### Requisitos de tarea
1. En el fragmento sobre el incendio en la base del G-31, ¿qué encargó Taka al grupo de marines que había reunido?
2. Imprime todo lo que va en el fragmento sobre el incendio en la base del G-31 desde "Los marines se" hasta "nadie lo veía.".
3. Prosigue el fragmento sobre el incendio en la base del G-31 a partir de su última frase.

### Fragmento para leer

Por su parte, Taka había reunido a un grupo de marines y les había encargado que arrastrasen cañones hasta la zona para derrumbar un muro que hiciese de cortafuegos para impedir que el incendio se propagase. Tal vez aquello no lo sofocase, pero desde luego impediría que se propagase por el resto de la base del G-31. De ese modo habría daños, sí, pero nadie podría decir que había acabado con un cuartel; simplemente con un ala —lo que, por otro lado, no era moco de pavo—.

Con los supervivientes en proceso de ser rescatados y el incendio a un par de cañonazos de ser aislado del resto de la base para evitar más daños sensibles. El siguiente paso era, inevitablemente, intentar sofocar las llamas. Tal vez hubiese llegado el momento de mostrar aquello que escondía. Un hombre me había dicho una vez que atesorase mi poder hasta que fuese verdaderamente necesario, hasta que mostrarlo realmente tuviera algún tipo de relevancia, hasta que fuese de ayuda. ¿Qué podía haber que cumpliese esa definición mejor que la situación que tenía entre manos? Sí, había llegado el momento.

—¡Tú y tú! —exclamé a dos reclutas que, junto a mí, intentaban sofocar las llamas en vano—. Necesito que busquéis algo amplio y plastificado, un trozo grande de lona o algo similar, y que me lo traigáis. Voy a intentar apagar el fuego.

Los marines se fueron en busca de lo que les había pedido. Yo, por mi parte, respiré hondo y me preparé para hacer algo que nunca jamás había hecho frente a nadie. Sí, estaba nervioso, y mucho. No sabía si en medio de semejante revuelo alguien repararía en lo que estaba a punto de suceder, pero casi mejor si nadie lo veía.

El fuego brotó en mi rostro, ocultando por completo la mitad derecha de mi cara. Poco después las llamas, de un cristalino color azulado, comenzaron a manar en el resto de mi cuerpo y se fueron extendiendo por toda mi superficie corporal. Un instante después, mi anatomía no era distinguible en medio de la vorágine de fuego azul que ardía y giraba sobre sí mismo, extendiéndose a mi alrededor para, súbitamente, desaparecer en el momento en que despegué hacia las alturas. La fisionomía de un ave colosal de un impoluto color azulado se elevó hacia los cielos. El color anaranjado se mezclaba con el azul, dominante, pero imperaba en cierto modo en las largas colas y las proyecciones que salían de mi cabeza.

### Listado proporcionado
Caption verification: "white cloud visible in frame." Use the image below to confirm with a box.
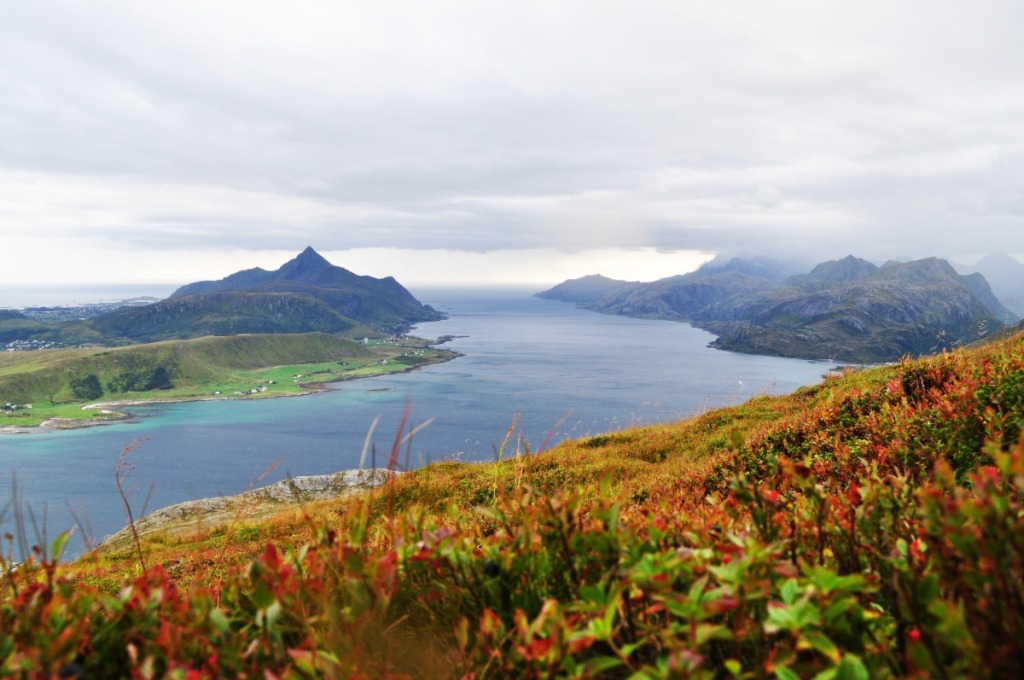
[0,0,1024,279]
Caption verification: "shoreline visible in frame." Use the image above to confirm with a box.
[0,348,464,436]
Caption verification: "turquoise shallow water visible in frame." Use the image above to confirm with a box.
[0,291,829,550]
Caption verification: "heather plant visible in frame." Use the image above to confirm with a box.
[0,341,1024,680]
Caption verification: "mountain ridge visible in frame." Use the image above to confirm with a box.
[538,255,1014,363]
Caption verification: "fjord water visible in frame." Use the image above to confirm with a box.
[0,291,829,550]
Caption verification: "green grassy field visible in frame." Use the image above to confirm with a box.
[0,334,455,427]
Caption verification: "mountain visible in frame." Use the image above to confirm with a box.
[540,256,1013,363]
[964,253,1024,318]
[537,273,641,305]
[170,248,444,330]
[92,291,373,344]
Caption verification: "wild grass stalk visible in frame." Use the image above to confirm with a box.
[114,439,153,571]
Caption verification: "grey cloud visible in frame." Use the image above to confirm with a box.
[0,1,1024,266]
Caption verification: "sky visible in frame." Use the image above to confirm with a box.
[0,0,1024,286]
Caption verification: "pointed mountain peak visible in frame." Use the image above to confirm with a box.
[275,247,344,283]
[295,246,331,264]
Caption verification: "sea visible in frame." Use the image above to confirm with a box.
[0,289,831,556]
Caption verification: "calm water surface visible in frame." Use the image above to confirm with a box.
[0,292,829,549]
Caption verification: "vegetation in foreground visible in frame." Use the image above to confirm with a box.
[0,329,1024,680]
[0,333,455,427]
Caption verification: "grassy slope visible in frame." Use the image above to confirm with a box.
[6,329,1024,678]
[0,333,456,425]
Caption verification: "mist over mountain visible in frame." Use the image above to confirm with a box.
[957,252,1024,316]
[538,255,1017,363]
[0,248,444,346]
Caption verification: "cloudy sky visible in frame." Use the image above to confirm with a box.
[0,0,1024,285]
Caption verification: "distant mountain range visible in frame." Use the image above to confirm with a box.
[0,248,444,345]
[538,256,1019,363]
[955,253,1024,316]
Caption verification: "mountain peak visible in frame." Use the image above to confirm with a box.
[295,246,330,264]
[276,246,335,284]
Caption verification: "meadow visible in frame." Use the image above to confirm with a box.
[0,333,455,427]
[0,327,1024,680]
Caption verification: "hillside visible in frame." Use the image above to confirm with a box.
[0,333,455,427]
[0,248,436,349]
[539,256,1015,363]
[84,292,377,344]
[8,327,1024,680]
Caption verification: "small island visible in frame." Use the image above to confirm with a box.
[0,248,459,432]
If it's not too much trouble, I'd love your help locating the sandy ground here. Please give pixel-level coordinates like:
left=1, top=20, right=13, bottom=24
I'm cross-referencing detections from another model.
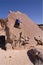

### Respuestas por tarea
1. Que arrastrasen cañones hasta la zona para derrumbar un muro que hiciese de cortafuegos e impidiera que el incendio se propagase.

2.
Los marines se fueron en busca de lo que les había pedido. Yo, por mi parte, respiré hondo y me preparé para hacer algo que nunca jamás había hecho frente a nadie. Sí, estaba nervioso, y mucho. No sabía si en medio de semejante revuelo alguien repararía en lo que estaba a punto de suceder, pero casi mejor si nadie lo veía.

3.
Volé en círculos sobre la zona, esperando a que los marines reapareciesen con lo que les había pedido. Una vez lo hicieran —si es que lo hacían—, lo cogería con mis garras y marcharía en busca de algo con lo que sofocar las llamas. ¿Con qué? Idealmente, con arena, pero en caso de no encontrarla me iría en busca de agua, aunque tuviese que ser del mismísimo mar. La intención era emplear la lona para enterrarla en la arena o sumergirla en el agua para, posteriormente, alzarme con ella hacia las alturas y regresar a la base, donde la dejaría caer sobre el incendio. Lo haría cuantas veces fuese necesario y a cuanta velocidad me fuese posible hasta ser capaz de detener el avance del fuego.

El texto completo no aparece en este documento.